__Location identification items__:
--- --- ---

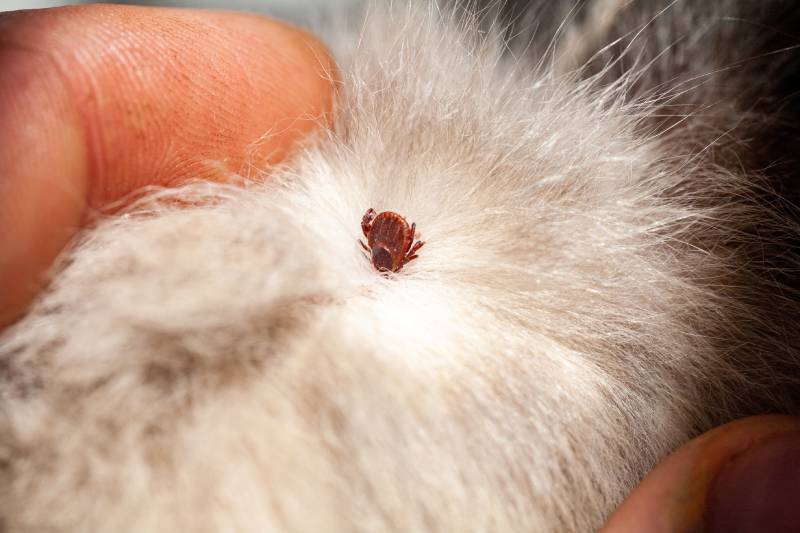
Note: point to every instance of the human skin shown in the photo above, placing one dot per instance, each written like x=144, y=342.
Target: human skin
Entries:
x=100, y=101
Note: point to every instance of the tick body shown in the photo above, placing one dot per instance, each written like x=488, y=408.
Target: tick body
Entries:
x=390, y=240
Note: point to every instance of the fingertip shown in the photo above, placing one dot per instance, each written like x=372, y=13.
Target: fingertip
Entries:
x=675, y=495
x=99, y=101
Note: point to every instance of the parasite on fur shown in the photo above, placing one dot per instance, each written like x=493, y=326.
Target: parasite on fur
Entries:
x=389, y=240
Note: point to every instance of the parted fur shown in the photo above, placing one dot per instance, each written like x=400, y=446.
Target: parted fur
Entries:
x=608, y=271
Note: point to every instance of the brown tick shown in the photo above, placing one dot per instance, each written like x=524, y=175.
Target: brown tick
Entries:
x=390, y=241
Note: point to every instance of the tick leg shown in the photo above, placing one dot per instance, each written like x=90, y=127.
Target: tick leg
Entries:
x=411, y=255
x=366, y=221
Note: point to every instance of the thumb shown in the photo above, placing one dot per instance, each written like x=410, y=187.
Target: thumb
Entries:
x=100, y=100
x=740, y=477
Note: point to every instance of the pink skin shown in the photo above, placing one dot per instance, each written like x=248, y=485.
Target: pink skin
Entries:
x=408, y=255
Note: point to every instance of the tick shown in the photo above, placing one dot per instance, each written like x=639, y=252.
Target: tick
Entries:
x=390, y=240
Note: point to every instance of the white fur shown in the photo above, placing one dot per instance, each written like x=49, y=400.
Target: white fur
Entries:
x=581, y=307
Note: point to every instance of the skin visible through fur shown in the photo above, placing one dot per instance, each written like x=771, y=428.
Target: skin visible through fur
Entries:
x=601, y=281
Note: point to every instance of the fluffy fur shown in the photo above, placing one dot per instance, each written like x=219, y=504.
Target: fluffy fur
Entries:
x=607, y=273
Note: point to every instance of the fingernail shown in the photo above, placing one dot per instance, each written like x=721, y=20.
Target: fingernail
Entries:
x=759, y=490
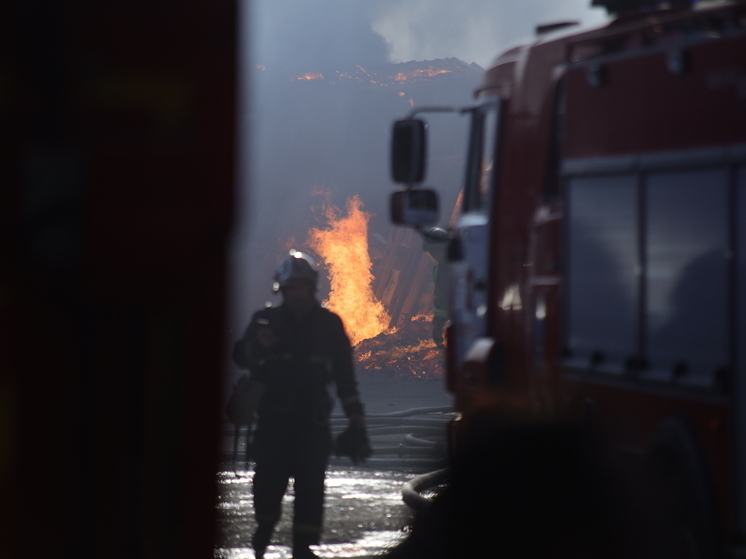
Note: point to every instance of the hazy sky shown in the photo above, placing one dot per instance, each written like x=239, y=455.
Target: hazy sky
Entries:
x=303, y=35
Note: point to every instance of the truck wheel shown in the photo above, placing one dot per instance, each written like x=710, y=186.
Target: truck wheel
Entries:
x=677, y=489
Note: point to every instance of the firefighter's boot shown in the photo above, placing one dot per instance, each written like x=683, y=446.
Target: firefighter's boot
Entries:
x=261, y=538
x=301, y=547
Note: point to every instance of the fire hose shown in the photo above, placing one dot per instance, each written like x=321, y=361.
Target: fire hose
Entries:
x=422, y=446
x=414, y=451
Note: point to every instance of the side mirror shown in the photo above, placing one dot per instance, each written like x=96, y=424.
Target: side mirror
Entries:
x=414, y=207
x=408, y=151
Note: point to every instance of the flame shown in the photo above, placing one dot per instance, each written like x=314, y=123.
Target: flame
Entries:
x=310, y=76
x=344, y=249
x=428, y=72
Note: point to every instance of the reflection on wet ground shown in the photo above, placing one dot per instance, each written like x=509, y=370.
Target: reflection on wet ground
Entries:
x=364, y=514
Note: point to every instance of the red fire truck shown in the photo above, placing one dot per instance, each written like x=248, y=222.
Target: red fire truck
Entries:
x=599, y=256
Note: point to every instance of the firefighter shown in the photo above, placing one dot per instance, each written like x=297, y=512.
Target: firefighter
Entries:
x=435, y=243
x=293, y=352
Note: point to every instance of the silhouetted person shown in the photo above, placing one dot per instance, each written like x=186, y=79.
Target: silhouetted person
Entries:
x=293, y=352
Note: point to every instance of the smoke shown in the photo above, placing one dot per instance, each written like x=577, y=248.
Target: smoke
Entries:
x=472, y=30
x=302, y=36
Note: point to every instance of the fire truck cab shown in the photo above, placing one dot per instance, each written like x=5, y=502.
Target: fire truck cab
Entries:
x=599, y=253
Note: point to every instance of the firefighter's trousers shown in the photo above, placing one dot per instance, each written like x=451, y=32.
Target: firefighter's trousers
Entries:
x=291, y=446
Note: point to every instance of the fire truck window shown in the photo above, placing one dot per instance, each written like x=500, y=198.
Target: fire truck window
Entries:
x=602, y=281
x=741, y=271
x=479, y=183
x=488, y=156
x=686, y=280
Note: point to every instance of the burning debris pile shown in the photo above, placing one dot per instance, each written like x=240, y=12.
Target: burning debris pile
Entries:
x=407, y=352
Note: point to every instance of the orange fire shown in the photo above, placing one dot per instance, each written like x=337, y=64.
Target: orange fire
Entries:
x=344, y=249
x=310, y=76
x=428, y=72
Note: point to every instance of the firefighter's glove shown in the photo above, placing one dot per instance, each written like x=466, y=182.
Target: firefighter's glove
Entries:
x=353, y=443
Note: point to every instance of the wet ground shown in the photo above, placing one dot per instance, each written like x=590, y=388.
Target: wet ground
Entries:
x=364, y=514
x=364, y=511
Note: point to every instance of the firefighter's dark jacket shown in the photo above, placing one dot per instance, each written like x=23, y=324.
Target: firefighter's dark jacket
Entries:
x=313, y=351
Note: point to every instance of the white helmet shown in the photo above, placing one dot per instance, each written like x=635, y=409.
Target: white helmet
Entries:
x=298, y=265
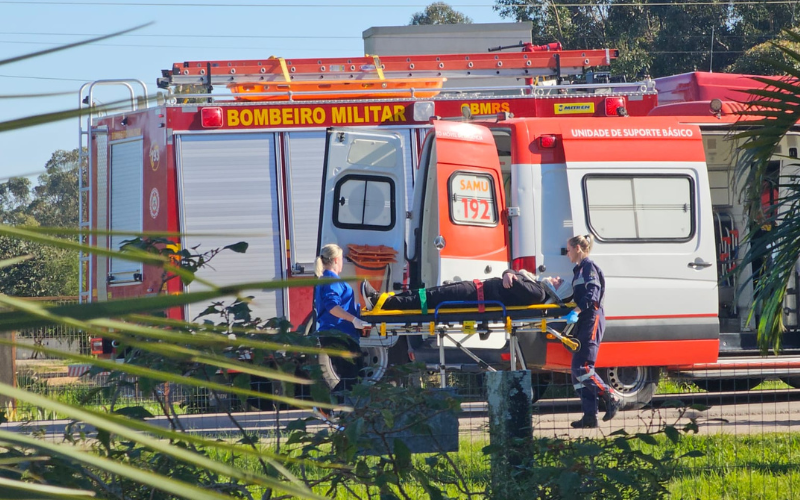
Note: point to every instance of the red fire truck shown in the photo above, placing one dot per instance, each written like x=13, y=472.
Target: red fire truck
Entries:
x=249, y=166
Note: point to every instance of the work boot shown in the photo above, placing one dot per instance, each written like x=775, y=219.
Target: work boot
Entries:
x=612, y=406
x=370, y=295
x=587, y=422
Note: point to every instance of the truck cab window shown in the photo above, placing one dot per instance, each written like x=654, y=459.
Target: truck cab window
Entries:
x=472, y=199
x=623, y=207
x=372, y=153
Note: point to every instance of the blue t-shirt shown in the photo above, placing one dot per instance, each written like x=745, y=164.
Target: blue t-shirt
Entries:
x=330, y=295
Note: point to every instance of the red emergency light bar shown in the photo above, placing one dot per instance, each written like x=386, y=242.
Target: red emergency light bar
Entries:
x=547, y=141
x=211, y=117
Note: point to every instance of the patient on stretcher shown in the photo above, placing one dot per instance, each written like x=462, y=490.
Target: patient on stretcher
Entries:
x=515, y=288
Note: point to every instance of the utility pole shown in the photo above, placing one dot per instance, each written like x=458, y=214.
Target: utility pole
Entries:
x=711, y=59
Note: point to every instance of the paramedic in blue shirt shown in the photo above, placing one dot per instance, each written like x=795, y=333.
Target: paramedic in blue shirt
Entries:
x=338, y=311
x=588, y=284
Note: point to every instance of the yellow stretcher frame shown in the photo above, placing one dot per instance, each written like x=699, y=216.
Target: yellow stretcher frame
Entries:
x=511, y=320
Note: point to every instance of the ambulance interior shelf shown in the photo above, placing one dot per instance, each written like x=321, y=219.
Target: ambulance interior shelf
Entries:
x=465, y=318
x=468, y=318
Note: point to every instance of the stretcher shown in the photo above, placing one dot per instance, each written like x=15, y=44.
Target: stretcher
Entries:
x=471, y=317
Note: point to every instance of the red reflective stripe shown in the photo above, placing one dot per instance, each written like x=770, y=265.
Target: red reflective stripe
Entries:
x=479, y=290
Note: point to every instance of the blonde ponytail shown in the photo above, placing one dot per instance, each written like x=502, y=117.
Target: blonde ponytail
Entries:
x=325, y=259
x=584, y=242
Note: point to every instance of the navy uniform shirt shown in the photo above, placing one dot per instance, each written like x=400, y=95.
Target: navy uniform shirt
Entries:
x=330, y=295
x=587, y=284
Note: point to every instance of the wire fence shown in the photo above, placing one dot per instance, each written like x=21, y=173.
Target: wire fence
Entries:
x=741, y=444
x=739, y=435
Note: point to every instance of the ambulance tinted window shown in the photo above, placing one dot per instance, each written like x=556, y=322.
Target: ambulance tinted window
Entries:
x=640, y=207
x=364, y=202
x=472, y=199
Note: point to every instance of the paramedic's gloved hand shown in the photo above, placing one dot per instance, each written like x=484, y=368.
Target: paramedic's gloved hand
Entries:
x=571, y=318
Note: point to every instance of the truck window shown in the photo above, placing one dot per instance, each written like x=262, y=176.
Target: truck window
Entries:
x=472, y=199
x=364, y=202
x=373, y=153
x=623, y=207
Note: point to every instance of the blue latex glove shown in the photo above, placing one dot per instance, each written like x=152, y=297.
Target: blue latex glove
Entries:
x=571, y=318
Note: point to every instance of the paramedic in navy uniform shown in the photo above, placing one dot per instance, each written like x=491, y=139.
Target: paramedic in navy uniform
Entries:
x=588, y=284
x=338, y=310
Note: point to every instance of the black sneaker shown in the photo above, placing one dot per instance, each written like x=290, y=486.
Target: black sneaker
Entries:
x=612, y=407
x=370, y=294
x=587, y=422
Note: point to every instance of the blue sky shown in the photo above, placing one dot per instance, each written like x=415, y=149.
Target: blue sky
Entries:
x=182, y=30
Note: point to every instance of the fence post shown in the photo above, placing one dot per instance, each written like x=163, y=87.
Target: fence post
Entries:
x=510, y=429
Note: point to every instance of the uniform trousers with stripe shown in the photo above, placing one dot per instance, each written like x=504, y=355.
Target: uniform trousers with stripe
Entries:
x=588, y=384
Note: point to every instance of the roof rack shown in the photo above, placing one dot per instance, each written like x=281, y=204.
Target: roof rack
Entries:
x=556, y=63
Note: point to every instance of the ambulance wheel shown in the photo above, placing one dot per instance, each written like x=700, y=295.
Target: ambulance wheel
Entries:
x=265, y=385
x=728, y=384
x=375, y=359
x=793, y=381
x=634, y=385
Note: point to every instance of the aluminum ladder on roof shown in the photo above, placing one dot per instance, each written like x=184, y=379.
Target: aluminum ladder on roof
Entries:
x=506, y=64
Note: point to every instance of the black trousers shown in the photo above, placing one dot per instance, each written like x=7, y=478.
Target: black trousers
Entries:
x=348, y=370
x=521, y=293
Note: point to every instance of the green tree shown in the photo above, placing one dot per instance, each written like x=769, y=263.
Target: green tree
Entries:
x=439, y=13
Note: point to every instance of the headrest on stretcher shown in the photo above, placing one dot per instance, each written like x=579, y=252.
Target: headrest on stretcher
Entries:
x=458, y=314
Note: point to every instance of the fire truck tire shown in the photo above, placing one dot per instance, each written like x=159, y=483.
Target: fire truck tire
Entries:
x=265, y=385
x=793, y=381
x=539, y=384
x=376, y=361
x=634, y=385
x=728, y=384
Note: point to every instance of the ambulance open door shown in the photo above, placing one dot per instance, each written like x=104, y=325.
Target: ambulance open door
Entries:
x=461, y=210
x=363, y=208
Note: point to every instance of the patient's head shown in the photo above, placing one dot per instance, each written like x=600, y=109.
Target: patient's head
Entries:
x=562, y=289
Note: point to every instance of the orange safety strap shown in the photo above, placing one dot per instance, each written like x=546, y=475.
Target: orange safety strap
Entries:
x=479, y=289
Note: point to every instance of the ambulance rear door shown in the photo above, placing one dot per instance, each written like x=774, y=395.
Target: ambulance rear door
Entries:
x=463, y=221
x=363, y=208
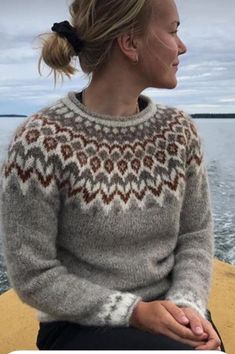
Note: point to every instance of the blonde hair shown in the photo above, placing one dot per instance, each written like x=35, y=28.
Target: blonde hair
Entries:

--- --- ---

__What is being asked__:
Rewrite the listing from the line holding "Note: point to every instance of the parasite" through the line holding "x=677, y=489", inclusive, swapping "Entries" for "Points" and changing nothing else. Give only those lines, and leave the pictures out.

__Problem solution__:
Note: point to every instance of the parasite on fur shown in the photo above, placing one dot per instance, each written like x=493, y=326.
Target: parasite on fur
Points:
x=389, y=240
Note: point to every instance of the parted fur shown in the photo above, placing one dot per instance, each written like x=400, y=446.
Target: parted fur
Points:
x=608, y=271
Note: point to every instance of the brown tick shown in the photo above, placing one dot per instance, each written like x=524, y=175.
Target: brown tick
Points:
x=390, y=241
Note: point to every instance of the tick leg shown in the photo above, placing one dot per instance, each written like x=90, y=127.
Target: tick leg
Points:
x=411, y=255
x=366, y=221
Note: point to every instance of the thumb shown in the photo above, placing one dot per instance, each written like x=410, y=187.
Target: thumb
Points:
x=100, y=100
x=740, y=477
Note: point to every instance of the pink skin shown in the photo above, placing one dot per instance, each written like x=248, y=485.
Target: pink skin
Points:
x=408, y=255
Note: point to every instance of the tick shown in the photo above, placing one dot per instance, each written like x=639, y=252.
Target: tick
Points:
x=390, y=240
Note: point to every instance of the white fur shown in the photo above, placing one dot per instance, each written like x=49, y=400.
Target: white fur
Points:
x=581, y=307
Note: point to every instance of the skin visible through fur shown in the photo above, placing one dot per instance, each written like x=771, y=428.
Target: skin visible through fur
Points:
x=601, y=281
Note: point to every instance of the fluffy fur shown in the photo above, placing one dot per instance, each written like x=219, y=504.
Target: fluffy fur
Points:
x=607, y=273
Note: point to every instance of the fingernail shown in the photo above, placing one dot per instance, each written like x=721, y=20.
Target: fingernail
Points:
x=759, y=490
Note: point to every instance of the hazy sky shown in the photo above, placing one dot per instance, each written like x=239, y=455.
Target: hazy sky
Points:
x=303, y=35
Note: point to every instance of the truck wheel shown in the photo above, placing one dot per instance, each written like x=710, y=186.
Target: truck wheel
Points:
x=677, y=489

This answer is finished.